[AIM 1]
Rewrite the point placement listing from the line containing "of the boulder" down to the end of the listing, replacing "boulder" with "large stone" and leaving everything else untouched.

[READING TEXT]
::::::

February 26, 2024 | David F. Coppedge

Year of the Dragon: Real Dragons Lived

Scientists—not cryptozoologists—are
calling this beast a real dragon

 

 

Fossil reveals 240 million year-old ‘dragon’ (BBC News, 23 Feb 2024). Victoria Gill puts ‘dragon’ in quotes but this Triassic marine reptile fits the bill.

The creature dates back 240 million years and has been dubbed a “dragon” because of its extremely long neck.

It is called Dinocephalosaurus orientalis, a species that was originally identified back in 2003.

This spectacular new fossil has allowed scientists to see the full anatomy of this bizarre prehistoric beast.

The name means “dinosaur-headed lizard from the East.” Other sea monsters, like pliosaurs, plesiosaurs and mosasaurs are well known from fossils. This creature is not one of them.

“It had flipper-like limbs and its neck is longer than its body and tail combined,” he said.

The researcher speculated that a “long, bendy and flexible neck”, with its 32 separate vertebrae, might have provided a hunting advantage – allowing Dinocephalosaurus orientalis to search for food in crevices under the water.

::::::

Point placement records

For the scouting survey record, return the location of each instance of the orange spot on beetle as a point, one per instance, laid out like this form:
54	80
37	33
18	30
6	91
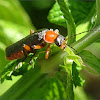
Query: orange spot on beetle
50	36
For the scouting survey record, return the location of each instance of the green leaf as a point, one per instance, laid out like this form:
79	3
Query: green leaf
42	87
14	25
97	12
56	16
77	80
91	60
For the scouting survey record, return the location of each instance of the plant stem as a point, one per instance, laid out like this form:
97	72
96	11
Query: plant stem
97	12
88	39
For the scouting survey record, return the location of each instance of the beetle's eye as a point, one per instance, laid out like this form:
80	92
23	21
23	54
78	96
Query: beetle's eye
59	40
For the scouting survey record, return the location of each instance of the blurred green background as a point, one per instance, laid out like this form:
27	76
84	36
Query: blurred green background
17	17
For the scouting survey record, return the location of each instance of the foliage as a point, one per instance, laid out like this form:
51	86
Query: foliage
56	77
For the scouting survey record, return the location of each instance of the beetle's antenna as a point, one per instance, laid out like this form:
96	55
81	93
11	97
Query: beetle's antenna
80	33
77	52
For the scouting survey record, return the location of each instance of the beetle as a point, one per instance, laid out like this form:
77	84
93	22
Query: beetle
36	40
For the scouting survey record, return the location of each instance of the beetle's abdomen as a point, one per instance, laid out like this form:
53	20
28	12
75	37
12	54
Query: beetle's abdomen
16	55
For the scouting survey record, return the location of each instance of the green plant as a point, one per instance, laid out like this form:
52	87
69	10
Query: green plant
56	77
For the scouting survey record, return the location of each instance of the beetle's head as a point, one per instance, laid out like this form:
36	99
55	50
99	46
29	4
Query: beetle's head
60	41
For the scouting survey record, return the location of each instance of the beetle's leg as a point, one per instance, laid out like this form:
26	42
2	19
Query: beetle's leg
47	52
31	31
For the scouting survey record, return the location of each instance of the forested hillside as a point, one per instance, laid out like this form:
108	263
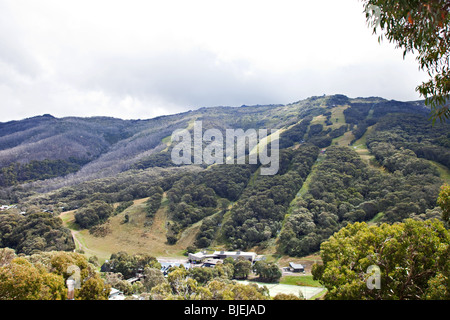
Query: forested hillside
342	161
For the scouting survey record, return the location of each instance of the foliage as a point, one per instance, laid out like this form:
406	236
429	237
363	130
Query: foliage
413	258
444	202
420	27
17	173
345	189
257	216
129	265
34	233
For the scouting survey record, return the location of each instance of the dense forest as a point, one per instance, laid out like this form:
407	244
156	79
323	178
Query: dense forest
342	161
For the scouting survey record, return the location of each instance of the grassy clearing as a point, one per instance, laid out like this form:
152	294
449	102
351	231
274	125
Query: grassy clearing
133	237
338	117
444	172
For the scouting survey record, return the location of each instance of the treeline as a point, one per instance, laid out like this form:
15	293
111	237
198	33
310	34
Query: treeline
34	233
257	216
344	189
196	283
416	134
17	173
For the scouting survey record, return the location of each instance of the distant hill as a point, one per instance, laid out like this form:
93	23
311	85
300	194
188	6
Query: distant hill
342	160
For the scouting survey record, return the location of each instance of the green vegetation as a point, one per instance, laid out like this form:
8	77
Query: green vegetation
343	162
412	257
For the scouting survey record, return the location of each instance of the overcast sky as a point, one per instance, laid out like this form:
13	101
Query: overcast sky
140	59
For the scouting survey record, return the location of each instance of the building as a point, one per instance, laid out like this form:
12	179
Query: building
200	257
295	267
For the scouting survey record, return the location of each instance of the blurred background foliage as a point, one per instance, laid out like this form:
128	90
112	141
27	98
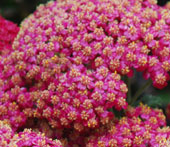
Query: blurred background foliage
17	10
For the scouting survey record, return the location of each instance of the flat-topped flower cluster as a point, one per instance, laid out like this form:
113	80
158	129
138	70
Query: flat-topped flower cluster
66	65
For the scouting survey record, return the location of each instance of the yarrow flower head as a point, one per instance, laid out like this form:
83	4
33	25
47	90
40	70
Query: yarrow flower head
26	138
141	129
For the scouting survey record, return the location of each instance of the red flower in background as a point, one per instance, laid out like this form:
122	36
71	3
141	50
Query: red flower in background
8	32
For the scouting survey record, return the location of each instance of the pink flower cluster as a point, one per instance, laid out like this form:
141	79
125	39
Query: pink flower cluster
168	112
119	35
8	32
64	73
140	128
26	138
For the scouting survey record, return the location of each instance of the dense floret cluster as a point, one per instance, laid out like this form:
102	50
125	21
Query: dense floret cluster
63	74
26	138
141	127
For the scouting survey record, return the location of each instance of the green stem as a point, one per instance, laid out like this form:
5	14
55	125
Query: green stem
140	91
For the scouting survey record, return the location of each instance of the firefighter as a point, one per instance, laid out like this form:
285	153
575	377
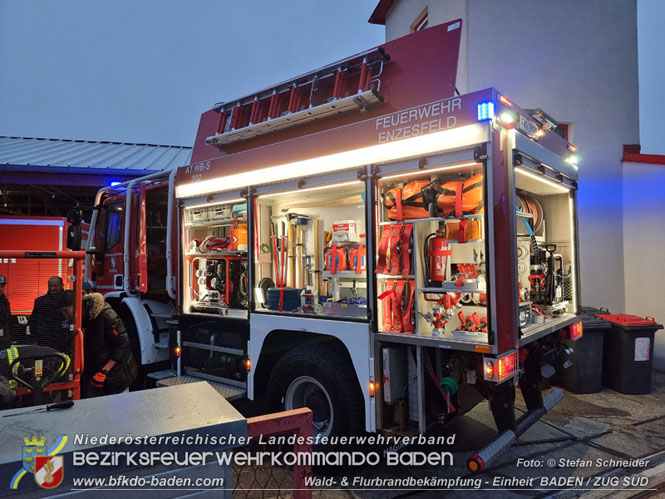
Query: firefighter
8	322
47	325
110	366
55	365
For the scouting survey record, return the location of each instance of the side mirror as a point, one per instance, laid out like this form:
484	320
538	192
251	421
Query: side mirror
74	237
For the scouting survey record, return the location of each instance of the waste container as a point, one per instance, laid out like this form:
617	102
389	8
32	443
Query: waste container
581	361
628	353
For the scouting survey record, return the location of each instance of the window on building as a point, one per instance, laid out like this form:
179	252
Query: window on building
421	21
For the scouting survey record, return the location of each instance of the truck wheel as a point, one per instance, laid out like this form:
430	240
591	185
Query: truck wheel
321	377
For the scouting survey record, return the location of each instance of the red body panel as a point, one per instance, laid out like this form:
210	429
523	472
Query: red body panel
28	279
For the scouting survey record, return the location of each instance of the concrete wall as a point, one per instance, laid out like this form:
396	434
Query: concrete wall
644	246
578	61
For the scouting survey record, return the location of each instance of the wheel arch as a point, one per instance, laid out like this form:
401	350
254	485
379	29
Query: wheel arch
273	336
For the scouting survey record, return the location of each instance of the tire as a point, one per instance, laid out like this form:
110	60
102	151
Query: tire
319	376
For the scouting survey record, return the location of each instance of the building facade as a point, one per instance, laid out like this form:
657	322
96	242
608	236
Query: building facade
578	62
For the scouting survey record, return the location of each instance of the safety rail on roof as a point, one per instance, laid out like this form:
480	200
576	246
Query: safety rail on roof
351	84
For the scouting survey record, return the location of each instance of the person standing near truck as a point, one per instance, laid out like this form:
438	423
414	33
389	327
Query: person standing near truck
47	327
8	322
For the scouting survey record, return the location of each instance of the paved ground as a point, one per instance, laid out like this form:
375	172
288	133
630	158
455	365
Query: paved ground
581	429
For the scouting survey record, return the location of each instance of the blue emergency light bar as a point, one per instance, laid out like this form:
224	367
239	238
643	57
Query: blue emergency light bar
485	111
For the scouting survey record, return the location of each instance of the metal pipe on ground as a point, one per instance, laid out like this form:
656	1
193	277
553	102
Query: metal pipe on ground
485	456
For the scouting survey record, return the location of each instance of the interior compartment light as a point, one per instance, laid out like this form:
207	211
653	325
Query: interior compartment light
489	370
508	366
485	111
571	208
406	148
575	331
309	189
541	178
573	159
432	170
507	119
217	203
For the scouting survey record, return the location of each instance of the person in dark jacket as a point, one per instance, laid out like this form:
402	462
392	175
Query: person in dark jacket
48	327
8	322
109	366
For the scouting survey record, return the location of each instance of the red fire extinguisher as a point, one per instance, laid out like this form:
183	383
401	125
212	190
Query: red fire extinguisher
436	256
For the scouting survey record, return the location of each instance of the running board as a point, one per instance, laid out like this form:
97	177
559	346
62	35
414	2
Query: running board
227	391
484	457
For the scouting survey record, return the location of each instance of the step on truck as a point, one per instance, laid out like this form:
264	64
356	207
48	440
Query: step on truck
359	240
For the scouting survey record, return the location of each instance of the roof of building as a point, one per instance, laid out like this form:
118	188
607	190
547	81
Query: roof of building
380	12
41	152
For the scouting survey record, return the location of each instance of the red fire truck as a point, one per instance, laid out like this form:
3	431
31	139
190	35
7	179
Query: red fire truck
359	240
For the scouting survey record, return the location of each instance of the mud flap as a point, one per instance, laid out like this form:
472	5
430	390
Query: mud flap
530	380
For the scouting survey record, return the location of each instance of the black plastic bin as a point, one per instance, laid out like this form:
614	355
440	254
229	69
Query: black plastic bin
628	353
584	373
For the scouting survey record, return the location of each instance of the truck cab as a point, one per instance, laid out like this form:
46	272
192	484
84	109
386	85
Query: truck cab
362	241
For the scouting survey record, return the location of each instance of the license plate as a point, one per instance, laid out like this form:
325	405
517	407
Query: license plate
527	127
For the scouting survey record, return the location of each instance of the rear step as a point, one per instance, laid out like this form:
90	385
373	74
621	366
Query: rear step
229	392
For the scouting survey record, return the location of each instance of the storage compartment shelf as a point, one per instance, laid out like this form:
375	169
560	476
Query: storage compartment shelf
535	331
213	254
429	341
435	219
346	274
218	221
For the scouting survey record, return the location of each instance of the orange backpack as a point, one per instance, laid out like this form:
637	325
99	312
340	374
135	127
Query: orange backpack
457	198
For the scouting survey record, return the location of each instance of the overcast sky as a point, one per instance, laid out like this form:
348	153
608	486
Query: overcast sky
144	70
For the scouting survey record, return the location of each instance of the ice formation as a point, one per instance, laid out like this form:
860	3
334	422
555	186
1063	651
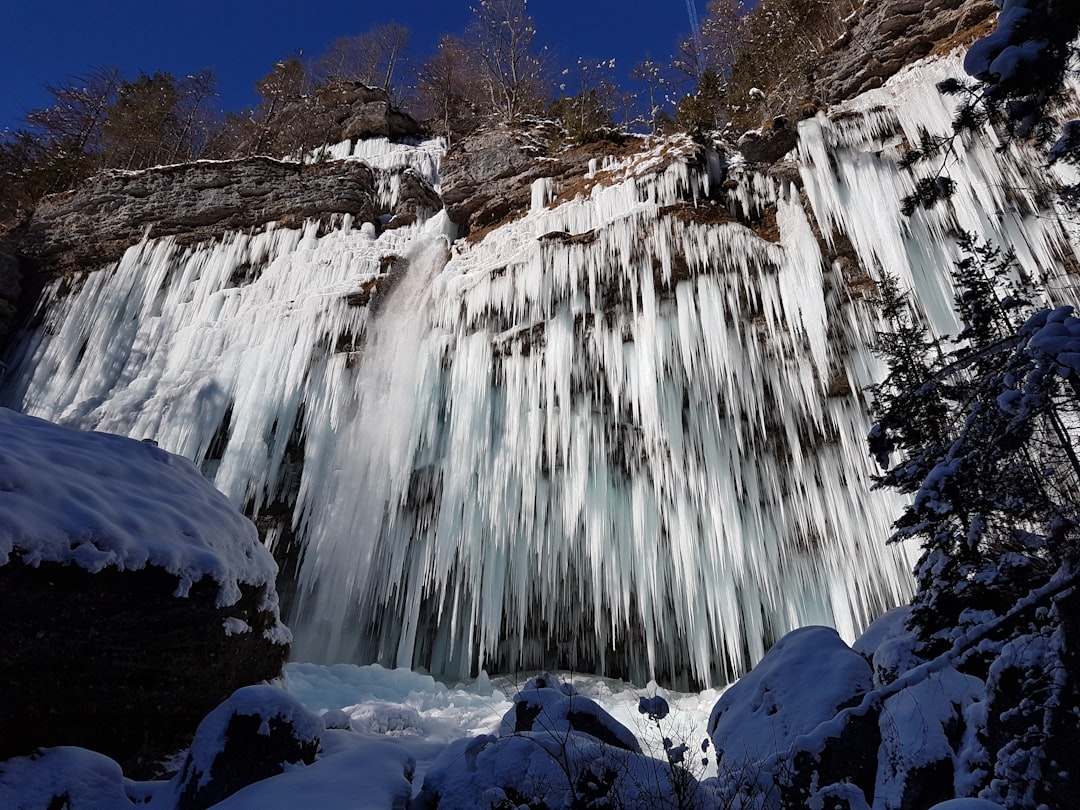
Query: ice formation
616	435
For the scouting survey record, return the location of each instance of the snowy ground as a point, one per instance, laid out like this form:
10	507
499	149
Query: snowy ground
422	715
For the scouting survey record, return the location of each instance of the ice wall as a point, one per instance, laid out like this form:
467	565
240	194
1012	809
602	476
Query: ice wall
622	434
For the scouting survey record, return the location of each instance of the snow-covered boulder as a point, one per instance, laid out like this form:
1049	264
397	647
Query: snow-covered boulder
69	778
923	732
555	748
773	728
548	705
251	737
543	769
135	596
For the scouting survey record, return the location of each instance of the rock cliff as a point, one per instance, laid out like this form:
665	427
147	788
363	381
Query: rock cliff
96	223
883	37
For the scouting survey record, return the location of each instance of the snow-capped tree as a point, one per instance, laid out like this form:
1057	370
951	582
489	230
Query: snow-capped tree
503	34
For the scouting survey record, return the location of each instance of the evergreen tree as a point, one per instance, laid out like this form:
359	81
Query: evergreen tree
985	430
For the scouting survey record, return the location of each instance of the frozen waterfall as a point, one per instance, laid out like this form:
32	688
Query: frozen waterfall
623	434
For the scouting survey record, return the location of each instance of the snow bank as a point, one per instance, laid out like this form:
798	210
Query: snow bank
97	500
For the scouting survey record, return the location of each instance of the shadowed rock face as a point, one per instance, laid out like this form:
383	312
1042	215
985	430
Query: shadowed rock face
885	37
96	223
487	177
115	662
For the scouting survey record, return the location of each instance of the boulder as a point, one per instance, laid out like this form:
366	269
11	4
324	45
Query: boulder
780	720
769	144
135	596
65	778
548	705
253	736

::::::

[AIM 2]
Reproduce the dragon fossil article word for word, covering everything from "Fossil reveals 240" down to "one of them.".

[REPLY 1]
For the scouting survey record, return the location of each instance of the large stone as a point, one per instance, laid out like this form:
366	269
11	4
324	45
Query: large stone
780	720
769	144
135	596
65	778
548	705
253	736

[REPLY 2]
Fossil reveals 240 million year-old ‘dragon’ (BBC News, 23 Feb 2024). Victoria Gill puts ‘dragon’ in quotes but this Triassic marine reptile fits the bill.

The creature dates back 240 million years and has been dubbed a “dragon” because of its extremely long neck.

It is called Dinocephalosaurus orientalis, a species that was originally identified back in 2003.

This spectacular new fossil has allowed scientists to see the full anatomy of this bizarre prehistoric beast.

The name means “dinosaur-headed lizard from the East.” Other sea monsters, like pliosaurs, plesiosaurs and mosasaurs are well known from fossils. This creature is not one of them.